Note each line in the data holding the string "floor" and report it.

### Task inputs
------------------------------

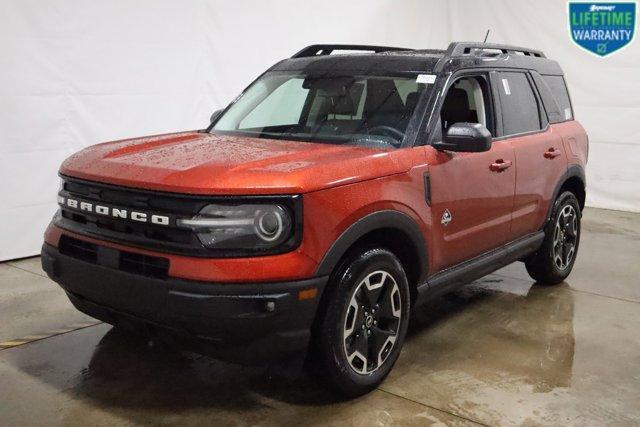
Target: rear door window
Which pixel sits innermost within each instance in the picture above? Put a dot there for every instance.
(559, 90)
(520, 111)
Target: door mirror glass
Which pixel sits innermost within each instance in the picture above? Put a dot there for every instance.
(465, 137)
(215, 115)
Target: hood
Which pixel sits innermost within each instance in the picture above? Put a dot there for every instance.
(202, 163)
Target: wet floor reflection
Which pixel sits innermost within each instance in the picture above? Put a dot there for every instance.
(496, 327)
(480, 331)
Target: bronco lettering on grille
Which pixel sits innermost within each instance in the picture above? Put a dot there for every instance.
(113, 212)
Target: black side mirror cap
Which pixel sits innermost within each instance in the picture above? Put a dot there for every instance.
(215, 115)
(466, 137)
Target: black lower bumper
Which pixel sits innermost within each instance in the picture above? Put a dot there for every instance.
(245, 323)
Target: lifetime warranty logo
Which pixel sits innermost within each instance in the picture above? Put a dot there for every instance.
(602, 28)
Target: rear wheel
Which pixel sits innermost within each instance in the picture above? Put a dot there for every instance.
(553, 262)
(358, 337)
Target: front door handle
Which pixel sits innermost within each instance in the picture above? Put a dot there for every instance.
(500, 165)
(552, 153)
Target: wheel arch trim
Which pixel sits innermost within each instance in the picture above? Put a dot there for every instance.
(383, 219)
(573, 171)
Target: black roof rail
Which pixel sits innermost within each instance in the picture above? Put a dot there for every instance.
(465, 48)
(326, 49)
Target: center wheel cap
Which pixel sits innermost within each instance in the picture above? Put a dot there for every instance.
(369, 321)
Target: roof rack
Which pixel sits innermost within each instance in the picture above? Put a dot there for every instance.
(466, 48)
(326, 49)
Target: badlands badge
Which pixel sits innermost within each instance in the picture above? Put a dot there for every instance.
(602, 28)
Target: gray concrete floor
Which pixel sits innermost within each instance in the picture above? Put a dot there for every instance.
(502, 351)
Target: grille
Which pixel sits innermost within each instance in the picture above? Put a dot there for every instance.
(144, 235)
(151, 235)
(144, 265)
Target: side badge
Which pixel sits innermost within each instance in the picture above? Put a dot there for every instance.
(446, 217)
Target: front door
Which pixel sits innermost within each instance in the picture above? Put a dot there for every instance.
(471, 193)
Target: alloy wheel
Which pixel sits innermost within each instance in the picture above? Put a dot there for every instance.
(372, 322)
(565, 237)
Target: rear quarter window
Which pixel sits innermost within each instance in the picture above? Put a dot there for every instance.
(520, 112)
(559, 90)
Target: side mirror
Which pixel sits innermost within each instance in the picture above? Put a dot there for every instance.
(466, 137)
(215, 115)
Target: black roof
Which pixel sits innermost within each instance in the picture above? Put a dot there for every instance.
(385, 59)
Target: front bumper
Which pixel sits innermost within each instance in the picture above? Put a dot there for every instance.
(240, 322)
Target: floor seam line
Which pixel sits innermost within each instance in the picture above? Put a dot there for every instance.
(578, 290)
(604, 296)
(433, 407)
(45, 337)
(24, 269)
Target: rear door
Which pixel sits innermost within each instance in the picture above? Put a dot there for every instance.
(539, 152)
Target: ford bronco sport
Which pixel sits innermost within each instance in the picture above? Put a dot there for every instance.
(334, 194)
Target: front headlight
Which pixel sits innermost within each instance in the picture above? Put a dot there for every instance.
(242, 227)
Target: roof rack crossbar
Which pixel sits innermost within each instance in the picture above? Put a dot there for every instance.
(326, 49)
(463, 48)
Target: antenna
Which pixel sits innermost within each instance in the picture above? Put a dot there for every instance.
(486, 36)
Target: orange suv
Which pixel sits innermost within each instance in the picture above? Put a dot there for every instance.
(336, 193)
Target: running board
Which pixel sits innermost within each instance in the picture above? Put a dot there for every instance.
(468, 271)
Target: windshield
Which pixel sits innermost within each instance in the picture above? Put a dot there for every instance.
(367, 110)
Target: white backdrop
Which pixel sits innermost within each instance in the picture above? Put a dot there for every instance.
(74, 73)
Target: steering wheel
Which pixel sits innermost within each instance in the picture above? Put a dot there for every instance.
(391, 131)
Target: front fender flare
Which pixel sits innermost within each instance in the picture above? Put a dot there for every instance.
(375, 221)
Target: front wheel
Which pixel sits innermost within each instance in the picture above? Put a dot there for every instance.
(553, 262)
(358, 337)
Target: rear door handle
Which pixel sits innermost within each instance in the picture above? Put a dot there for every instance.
(500, 165)
(552, 153)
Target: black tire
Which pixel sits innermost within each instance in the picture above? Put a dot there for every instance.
(553, 262)
(348, 297)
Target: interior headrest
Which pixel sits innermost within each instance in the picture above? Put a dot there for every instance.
(344, 105)
(412, 100)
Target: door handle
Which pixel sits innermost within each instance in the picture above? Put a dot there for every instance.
(552, 153)
(500, 165)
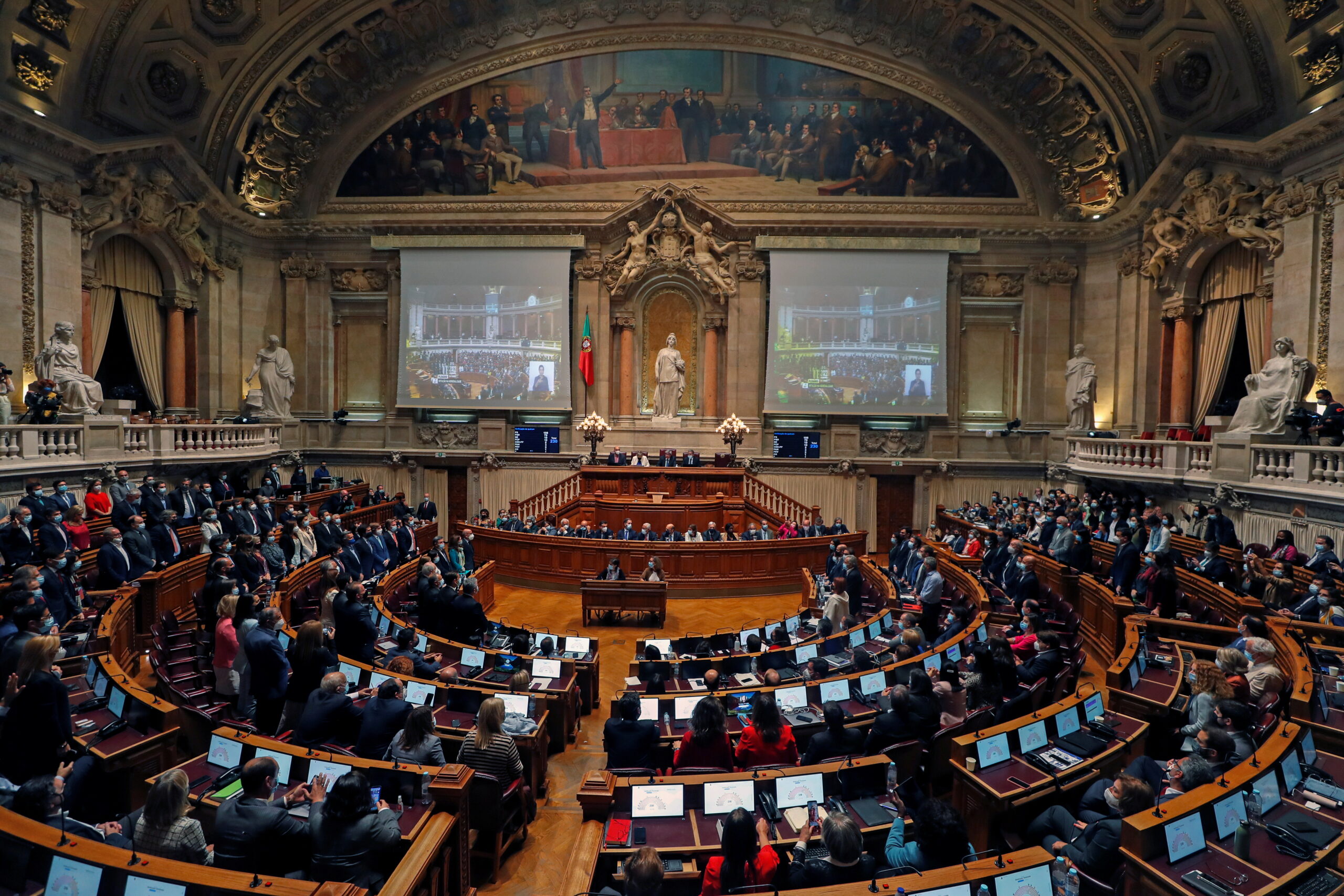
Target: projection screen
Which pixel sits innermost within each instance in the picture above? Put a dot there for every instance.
(858, 332)
(484, 328)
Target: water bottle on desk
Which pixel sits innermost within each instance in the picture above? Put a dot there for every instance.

------------------------------

### Solution below
Target: wet floor reflection
Target: gray concrete floor
Target: floor seam line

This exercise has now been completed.